GIVEN REQUEST: List each line of the items below that contains the string "spire". Matching is case-sensitive.

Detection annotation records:
## BEGIN

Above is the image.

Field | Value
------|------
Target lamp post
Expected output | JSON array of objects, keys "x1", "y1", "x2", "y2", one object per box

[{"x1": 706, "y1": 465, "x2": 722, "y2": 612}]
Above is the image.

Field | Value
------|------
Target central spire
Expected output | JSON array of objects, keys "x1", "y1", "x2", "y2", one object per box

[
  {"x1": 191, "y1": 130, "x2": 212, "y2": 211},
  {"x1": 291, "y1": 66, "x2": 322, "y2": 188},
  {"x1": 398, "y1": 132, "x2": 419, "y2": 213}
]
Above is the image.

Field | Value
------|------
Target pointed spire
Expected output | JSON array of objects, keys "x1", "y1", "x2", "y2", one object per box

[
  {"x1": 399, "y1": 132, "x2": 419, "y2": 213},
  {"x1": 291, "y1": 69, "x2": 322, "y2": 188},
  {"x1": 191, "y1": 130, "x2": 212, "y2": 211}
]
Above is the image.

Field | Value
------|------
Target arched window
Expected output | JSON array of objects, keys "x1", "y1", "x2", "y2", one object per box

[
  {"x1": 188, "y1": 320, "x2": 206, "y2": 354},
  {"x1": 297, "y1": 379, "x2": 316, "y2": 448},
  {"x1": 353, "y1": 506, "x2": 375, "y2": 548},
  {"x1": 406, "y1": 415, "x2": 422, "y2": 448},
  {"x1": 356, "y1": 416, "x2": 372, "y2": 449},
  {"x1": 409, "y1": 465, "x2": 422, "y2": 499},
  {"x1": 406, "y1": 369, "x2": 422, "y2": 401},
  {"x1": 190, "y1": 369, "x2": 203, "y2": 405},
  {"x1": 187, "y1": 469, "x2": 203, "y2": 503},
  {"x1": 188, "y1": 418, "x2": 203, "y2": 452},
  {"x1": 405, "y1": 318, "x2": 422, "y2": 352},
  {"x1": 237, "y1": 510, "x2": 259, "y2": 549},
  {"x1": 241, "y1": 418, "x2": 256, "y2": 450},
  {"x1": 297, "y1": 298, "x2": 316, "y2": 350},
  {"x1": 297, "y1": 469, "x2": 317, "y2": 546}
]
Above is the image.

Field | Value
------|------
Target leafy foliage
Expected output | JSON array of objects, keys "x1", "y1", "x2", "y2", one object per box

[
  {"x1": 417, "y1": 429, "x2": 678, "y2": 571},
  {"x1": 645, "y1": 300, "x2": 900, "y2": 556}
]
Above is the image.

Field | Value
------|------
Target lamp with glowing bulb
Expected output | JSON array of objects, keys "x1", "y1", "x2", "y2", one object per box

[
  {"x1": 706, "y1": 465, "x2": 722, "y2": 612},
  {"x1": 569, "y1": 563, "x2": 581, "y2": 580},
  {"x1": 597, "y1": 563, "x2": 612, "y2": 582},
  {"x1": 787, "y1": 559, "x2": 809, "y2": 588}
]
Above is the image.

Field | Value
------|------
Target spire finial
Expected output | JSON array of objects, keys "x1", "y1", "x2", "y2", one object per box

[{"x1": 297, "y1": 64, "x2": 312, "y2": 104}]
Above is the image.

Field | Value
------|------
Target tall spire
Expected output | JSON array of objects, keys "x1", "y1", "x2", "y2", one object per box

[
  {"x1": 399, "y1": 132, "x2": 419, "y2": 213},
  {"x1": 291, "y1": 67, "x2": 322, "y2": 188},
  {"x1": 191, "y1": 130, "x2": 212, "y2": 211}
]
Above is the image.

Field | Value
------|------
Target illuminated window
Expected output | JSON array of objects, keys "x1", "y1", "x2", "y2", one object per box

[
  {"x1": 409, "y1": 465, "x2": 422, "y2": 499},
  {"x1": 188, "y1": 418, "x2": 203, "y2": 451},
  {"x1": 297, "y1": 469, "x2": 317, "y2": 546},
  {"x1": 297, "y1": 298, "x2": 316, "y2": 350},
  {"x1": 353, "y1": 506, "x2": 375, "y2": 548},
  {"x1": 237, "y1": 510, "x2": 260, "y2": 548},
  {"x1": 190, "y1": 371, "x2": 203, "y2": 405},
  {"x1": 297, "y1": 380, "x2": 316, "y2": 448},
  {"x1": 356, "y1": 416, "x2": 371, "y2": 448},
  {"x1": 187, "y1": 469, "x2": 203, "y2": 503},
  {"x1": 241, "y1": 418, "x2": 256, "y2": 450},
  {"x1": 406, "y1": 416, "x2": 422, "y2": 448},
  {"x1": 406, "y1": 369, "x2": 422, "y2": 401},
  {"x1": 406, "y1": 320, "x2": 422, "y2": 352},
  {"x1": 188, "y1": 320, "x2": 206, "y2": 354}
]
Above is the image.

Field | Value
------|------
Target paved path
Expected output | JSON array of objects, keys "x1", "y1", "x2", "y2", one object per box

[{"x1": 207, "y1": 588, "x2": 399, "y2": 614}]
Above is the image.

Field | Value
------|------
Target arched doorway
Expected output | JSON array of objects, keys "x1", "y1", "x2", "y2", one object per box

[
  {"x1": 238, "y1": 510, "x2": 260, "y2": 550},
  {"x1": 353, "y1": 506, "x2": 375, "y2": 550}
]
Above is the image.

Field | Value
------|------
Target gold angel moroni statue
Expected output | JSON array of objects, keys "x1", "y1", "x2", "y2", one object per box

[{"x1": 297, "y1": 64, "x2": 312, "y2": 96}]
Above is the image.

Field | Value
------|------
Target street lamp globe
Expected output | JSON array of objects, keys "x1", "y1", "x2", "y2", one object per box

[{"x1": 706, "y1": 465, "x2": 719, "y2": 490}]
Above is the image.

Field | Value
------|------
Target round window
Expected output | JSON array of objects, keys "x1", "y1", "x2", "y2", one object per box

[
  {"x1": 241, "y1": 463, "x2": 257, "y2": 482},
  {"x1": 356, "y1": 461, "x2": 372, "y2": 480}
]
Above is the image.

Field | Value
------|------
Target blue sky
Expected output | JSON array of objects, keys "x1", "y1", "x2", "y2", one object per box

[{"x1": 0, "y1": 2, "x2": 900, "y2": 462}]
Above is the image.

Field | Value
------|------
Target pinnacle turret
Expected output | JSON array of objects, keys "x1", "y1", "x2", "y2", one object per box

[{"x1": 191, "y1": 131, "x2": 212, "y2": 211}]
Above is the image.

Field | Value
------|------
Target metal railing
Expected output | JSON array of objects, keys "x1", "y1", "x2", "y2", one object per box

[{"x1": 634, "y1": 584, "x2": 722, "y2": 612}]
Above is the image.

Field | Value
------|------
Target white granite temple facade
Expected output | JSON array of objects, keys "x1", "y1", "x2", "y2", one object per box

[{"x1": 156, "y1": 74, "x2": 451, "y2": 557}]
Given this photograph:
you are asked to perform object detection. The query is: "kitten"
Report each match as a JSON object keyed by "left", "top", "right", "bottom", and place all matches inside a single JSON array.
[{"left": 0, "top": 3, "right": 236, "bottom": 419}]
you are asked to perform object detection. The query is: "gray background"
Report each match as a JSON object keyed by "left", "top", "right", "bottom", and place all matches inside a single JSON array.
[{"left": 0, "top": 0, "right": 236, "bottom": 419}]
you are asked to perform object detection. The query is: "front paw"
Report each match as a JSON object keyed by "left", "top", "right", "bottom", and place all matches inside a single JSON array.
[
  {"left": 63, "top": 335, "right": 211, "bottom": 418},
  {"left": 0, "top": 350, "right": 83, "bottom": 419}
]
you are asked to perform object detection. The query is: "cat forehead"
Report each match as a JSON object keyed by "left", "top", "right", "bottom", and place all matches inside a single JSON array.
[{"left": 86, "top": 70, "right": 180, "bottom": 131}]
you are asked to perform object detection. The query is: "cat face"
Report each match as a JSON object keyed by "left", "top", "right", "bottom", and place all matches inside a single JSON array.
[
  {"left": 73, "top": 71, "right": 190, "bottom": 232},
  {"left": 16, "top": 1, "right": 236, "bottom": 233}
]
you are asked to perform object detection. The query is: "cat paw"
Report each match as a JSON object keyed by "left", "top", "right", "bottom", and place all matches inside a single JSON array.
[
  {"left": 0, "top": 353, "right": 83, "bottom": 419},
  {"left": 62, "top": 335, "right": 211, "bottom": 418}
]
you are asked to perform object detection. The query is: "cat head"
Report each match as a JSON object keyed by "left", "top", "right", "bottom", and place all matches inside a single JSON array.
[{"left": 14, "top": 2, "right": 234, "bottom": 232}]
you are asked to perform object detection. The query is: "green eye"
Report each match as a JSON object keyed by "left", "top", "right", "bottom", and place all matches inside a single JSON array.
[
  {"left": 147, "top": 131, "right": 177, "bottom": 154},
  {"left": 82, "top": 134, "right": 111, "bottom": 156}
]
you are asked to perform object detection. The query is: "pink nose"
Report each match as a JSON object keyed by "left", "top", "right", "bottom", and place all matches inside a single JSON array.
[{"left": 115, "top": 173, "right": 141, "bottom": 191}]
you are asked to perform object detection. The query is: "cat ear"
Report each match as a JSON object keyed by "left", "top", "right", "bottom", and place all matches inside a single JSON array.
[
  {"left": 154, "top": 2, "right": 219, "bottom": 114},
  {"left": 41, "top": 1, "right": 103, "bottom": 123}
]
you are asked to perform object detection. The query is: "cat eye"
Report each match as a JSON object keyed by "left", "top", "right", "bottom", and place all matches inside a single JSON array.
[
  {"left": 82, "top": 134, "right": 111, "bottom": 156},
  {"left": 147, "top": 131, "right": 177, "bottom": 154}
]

## END

FINISHED ANSWER:
Target central spire
Target pointed spire
Target spire finial
Target tall spire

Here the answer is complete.